• SET EXERCISE 1
Reproduce the records, beginning at the line that contains "Give x and y for each instance of the large" and stopping after the line that contains "<point>581,220</point>". Keep the requests and their format samples unchanged, but multiply every coordinate in the answers by 2.5 and round to whole numbers, with halves rounded up.

-- start SELECTED EXCERPT --

My gawd...you are fashion queen. My sister's fashion is so much different than mine...i think i've learned everything useful from you. Can you believe my mother and my sister tried to shove my wide hips and never-seen-the-light-of-day stomach into an atrocity...i don't even know how to describe it, but let's just say I felt like a russian whore or something.
i'm in love with pretty much everything in this post...unfortunately i only have 70 dollars...what do you think I should invest in, honestly? it's burning a hole in my pocket.
BTW...One Tree Hill...*GAG*!
Crotch-kicking? I dunno, I'm slow on the uptake. Is that new slang for shitty or something?
italianagirl651 if this comment thing gets irritating.
why is miu miu responsable for making the cutest shoes? and i want a great "rainy day" outfit! and a clear umbrella to go along with it :D
thankyou for the sad emoticon, somebody feels my pain.
you know what, eventually most of the blogging world will abandon their blogs, and when that happens we should have a big reunion on a boat and it will involve cake.
ALSO
dude, what is going on here-
dylan= you
dylan= me
molly the american girl doll= you liked
molly the american girl doll= I HAD
cherry red pulse incident= happened to you
cherry red pulse inciddent= happened to ME (so many times...)
great minds think alike, eh?
and I have to say, the whole cool jeans that would look so cool with blah blah and blah thing has happened to me. EVERYONE in London is wearing cheap mondays, and why not? they are exrtremely cheap! so I went down to urban outfitters and saw that they only had them in such impossible sizes as waist 24 length 36, so I tried on the best I could find- waist 28 length 34, and realised that while they made maya look AH-mazing, it is virtually impossible for people with asses to wear them. it made it look like my ass went down to the backs of my knees. not to mention i couldn't get the fly zipped up.
I did hovered a bit over those jeans in real life yesterday even though I know I would need to be about 15 years younger and 15 sizes smaller to wear them. They have a certain allure.
Luckily I pulled away before an embarrassing mistake could be made.

-- end SELECTED EXCERPT --
-- start EXTRACTED RECORDS --

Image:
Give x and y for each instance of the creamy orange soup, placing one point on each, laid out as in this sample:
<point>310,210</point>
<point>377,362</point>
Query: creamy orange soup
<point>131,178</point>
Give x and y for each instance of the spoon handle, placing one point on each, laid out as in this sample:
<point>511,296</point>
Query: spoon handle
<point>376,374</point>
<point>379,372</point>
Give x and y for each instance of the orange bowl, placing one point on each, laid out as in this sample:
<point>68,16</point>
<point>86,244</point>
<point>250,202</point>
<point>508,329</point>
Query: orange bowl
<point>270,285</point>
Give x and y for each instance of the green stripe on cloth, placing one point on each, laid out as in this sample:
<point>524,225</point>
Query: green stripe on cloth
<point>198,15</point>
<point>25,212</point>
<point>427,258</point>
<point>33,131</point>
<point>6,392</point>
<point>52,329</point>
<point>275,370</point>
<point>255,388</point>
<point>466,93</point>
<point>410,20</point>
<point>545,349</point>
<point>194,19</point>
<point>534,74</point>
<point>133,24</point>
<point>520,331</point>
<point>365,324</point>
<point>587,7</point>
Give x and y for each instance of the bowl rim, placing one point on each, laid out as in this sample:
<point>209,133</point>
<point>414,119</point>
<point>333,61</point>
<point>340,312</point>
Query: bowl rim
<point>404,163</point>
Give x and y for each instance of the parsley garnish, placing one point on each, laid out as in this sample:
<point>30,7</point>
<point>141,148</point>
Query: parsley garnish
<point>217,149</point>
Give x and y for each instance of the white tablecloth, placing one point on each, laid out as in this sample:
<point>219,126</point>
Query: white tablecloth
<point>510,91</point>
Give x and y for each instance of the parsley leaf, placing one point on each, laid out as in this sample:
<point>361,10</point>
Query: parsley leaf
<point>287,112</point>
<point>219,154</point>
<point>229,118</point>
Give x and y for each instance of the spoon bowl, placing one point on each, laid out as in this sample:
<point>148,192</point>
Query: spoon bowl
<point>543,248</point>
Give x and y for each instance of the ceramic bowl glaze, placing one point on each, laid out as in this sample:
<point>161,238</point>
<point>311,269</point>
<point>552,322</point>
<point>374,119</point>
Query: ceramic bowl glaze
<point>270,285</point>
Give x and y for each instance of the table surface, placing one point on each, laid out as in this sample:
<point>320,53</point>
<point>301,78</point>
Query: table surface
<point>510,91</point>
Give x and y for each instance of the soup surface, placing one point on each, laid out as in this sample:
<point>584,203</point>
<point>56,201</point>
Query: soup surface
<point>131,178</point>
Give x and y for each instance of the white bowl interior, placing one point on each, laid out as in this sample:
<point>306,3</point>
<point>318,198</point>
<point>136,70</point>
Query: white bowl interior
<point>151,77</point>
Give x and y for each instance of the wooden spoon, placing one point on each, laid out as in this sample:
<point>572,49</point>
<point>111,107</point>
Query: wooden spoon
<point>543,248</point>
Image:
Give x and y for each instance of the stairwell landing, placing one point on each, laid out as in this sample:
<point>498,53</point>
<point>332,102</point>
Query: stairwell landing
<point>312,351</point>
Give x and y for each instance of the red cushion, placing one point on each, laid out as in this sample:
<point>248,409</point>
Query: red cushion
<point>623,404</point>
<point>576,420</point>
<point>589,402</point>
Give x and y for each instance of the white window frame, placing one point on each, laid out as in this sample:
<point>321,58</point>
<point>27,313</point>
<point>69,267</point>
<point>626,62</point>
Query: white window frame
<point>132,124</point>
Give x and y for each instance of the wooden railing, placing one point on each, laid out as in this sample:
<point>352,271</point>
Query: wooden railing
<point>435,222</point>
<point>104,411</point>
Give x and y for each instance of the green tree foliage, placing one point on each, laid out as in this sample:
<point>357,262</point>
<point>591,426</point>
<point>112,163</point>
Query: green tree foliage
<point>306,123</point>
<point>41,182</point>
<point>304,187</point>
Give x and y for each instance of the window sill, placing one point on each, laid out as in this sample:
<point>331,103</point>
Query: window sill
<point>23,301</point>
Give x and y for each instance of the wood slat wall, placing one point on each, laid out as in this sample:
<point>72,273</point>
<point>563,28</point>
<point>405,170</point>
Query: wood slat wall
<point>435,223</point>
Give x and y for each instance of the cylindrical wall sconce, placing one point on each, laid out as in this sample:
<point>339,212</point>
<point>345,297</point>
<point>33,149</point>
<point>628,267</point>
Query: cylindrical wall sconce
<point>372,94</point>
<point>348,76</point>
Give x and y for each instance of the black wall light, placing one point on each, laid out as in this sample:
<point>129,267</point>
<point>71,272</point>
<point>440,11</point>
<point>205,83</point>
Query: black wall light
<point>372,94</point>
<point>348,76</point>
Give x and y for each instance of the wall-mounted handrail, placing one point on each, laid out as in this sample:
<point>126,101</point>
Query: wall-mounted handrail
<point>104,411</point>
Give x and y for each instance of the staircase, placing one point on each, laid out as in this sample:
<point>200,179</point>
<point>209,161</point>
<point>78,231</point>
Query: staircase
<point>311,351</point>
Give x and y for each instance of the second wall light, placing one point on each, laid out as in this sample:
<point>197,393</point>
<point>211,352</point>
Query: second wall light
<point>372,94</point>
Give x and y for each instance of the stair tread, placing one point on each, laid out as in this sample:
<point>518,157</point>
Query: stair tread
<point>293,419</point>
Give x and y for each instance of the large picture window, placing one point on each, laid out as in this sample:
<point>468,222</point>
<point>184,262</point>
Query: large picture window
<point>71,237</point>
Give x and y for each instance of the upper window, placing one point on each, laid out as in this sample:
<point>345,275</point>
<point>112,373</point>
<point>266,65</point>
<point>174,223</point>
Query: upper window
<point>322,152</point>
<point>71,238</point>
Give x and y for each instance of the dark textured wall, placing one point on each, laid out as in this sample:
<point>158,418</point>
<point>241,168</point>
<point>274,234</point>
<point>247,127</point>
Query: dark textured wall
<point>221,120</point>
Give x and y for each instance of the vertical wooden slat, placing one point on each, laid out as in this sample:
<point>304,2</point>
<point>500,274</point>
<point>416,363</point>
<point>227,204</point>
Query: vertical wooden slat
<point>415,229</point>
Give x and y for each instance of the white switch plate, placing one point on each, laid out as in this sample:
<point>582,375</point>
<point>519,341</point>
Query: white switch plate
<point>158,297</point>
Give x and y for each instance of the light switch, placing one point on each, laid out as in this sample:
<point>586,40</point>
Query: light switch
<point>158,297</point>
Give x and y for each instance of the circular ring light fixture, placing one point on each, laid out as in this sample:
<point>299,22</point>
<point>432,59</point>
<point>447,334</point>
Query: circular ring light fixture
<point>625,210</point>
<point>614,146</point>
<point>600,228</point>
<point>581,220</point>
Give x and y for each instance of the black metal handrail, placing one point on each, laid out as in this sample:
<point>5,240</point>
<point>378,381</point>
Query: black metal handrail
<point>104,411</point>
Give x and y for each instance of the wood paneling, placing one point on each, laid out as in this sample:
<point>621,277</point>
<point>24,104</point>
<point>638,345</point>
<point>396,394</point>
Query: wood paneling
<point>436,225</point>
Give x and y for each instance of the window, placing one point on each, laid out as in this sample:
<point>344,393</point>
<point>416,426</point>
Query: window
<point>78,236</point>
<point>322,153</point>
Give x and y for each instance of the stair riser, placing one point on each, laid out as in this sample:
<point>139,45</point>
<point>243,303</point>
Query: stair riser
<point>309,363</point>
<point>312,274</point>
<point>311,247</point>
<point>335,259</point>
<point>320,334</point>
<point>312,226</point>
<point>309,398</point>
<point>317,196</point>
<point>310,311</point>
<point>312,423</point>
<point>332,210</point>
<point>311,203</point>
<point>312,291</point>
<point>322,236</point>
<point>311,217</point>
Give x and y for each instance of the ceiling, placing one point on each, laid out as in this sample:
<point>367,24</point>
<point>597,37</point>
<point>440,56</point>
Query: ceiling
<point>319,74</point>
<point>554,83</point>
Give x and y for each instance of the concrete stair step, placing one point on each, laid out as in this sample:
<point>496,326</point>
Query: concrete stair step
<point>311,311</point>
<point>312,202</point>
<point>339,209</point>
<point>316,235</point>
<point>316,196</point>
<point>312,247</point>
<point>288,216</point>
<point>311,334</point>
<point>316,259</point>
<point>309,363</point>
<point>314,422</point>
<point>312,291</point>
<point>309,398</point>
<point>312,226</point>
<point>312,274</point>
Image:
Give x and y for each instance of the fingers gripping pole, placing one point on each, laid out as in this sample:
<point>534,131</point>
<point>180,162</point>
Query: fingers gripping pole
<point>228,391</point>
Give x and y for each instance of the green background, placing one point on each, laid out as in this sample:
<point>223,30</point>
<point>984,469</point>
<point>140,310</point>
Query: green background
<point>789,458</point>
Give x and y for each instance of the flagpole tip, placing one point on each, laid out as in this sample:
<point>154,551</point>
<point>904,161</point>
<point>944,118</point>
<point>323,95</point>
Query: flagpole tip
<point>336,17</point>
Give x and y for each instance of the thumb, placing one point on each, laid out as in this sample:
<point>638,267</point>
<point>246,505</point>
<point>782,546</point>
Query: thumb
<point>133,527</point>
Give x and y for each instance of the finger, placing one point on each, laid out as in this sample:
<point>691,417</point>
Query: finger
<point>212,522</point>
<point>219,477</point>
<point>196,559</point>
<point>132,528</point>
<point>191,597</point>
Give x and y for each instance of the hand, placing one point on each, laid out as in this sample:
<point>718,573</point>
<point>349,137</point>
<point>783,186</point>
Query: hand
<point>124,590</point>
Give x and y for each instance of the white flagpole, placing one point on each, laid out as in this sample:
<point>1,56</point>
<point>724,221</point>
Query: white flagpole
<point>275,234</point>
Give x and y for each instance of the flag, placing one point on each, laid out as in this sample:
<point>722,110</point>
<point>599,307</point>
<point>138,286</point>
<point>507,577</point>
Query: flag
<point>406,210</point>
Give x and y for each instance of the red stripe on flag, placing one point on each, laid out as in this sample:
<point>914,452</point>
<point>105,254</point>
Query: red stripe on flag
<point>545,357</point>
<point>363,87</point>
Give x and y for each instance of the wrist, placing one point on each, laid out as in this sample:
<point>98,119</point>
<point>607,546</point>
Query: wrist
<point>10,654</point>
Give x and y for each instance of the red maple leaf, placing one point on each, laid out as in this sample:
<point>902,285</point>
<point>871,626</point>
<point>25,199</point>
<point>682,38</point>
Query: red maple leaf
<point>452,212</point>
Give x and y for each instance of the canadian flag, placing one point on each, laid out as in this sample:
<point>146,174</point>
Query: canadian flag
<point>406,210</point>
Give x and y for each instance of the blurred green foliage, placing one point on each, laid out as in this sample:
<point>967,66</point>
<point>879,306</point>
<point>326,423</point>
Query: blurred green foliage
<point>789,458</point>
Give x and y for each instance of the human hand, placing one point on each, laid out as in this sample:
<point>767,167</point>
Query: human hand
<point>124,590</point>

-- end EXTRACTED RECORDS --

• SET EXERCISE 2
In the blog comments, what waist and length did the commenter try on in Cheap Mondays at Urban Outfitters?

• ANSWER 1
Give x and y for each instance of the large picture window, placing one point on each, laid out as in this sample:
<point>468,222</point>
<point>184,262</point>
Query: large picture window
<point>178,593</point>
Give x and y for each instance of the upper window, placing one point on each, laid out as in this sample:
<point>345,275</point>
<point>112,373</point>
<point>266,65</point>
<point>174,223</point>
Query: upper window
<point>805,380</point>
<point>178,595</point>
Give x and y for each instance of the dark textured wall, placing one point on each, laid out as in this sample:
<point>158,418</point>
<point>241,168</point>
<point>274,234</point>
<point>247,127</point>
Query: dark textured wall
<point>553,300</point>
Give x and y for each instance of the vertical wooden slat, placing one point on each, laid out as in this sample:
<point>304,2</point>
<point>500,274</point>
<point>416,363</point>
<point>227,204</point>
Query: vertical wooden slat
<point>1038,573</point>
Give x and y for each instance of the white switch plate, placing one point on each, laid out as in this sample:
<point>582,375</point>
<point>519,341</point>
Query: white switch plate
<point>395,743</point>
Give x and y for each instance of the light switch, placing one point on each, laid out as in this sample:
<point>586,40</point>
Query: light switch
<point>395,743</point>
Give x and y for each instance of the circular ring light fixture, placing one point on each, laid out as in this sample:
<point>299,22</point>
<point>432,59</point>
<point>447,334</point>
Query: circular ring light fixture
<point>1563,525</point>
<point>1535,365</point>
<point>1500,570</point>
<point>1453,550</point>

• ANSWER 2
Waist 28, length 34.